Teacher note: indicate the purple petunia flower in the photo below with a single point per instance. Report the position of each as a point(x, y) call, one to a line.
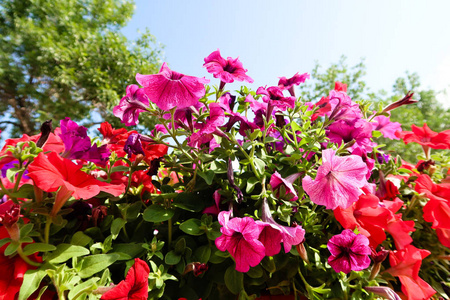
point(133, 145)
point(240, 238)
point(77, 144)
point(349, 252)
point(131, 105)
point(227, 70)
point(338, 181)
point(169, 89)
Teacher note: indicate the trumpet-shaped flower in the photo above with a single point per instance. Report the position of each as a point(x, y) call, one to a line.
point(227, 70)
point(53, 172)
point(240, 238)
point(134, 102)
point(349, 252)
point(338, 182)
point(169, 89)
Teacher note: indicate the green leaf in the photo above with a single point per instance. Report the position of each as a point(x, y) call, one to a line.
point(117, 226)
point(157, 213)
point(234, 280)
point(208, 176)
point(37, 247)
point(96, 263)
point(251, 182)
point(192, 227)
point(83, 288)
point(31, 281)
point(11, 248)
point(65, 252)
point(172, 258)
point(26, 229)
point(80, 239)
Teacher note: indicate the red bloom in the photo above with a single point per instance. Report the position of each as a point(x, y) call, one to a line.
point(373, 218)
point(437, 210)
point(52, 172)
point(406, 265)
point(135, 285)
point(426, 137)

=======

Work to be completed: One exact copy of the data is required, and it should hold no pictures.

The answer:
Teacher note: indicate the purple petunia flower in the photo below with a single point per instance. Report the position of each as a point(x, y) call, one to a line.
point(133, 145)
point(240, 238)
point(77, 144)
point(349, 252)
point(131, 105)
point(227, 70)
point(338, 181)
point(169, 89)
Teacher note: indicate the trumpet-shaped flower in the photo above with a single point per instance. Report the position of each as a point(x, y) call, one to a line.
point(227, 70)
point(53, 172)
point(240, 238)
point(134, 102)
point(349, 252)
point(338, 182)
point(169, 89)
Teacher note: indicate the green leaf in the photo above with a single point per instance. Report the position of each as a point(x, y) call, one to a line.
point(117, 226)
point(157, 213)
point(234, 280)
point(208, 176)
point(37, 247)
point(96, 263)
point(251, 182)
point(192, 227)
point(83, 288)
point(31, 281)
point(11, 248)
point(65, 252)
point(172, 258)
point(26, 229)
point(80, 239)
Teacher note: indicate the red bloom in the photo above with a single point per instance. Report the position of each as a point(x, y) call, one to a line.
point(373, 218)
point(437, 210)
point(52, 172)
point(406, 265)
point(135, 285)
point(426, 137)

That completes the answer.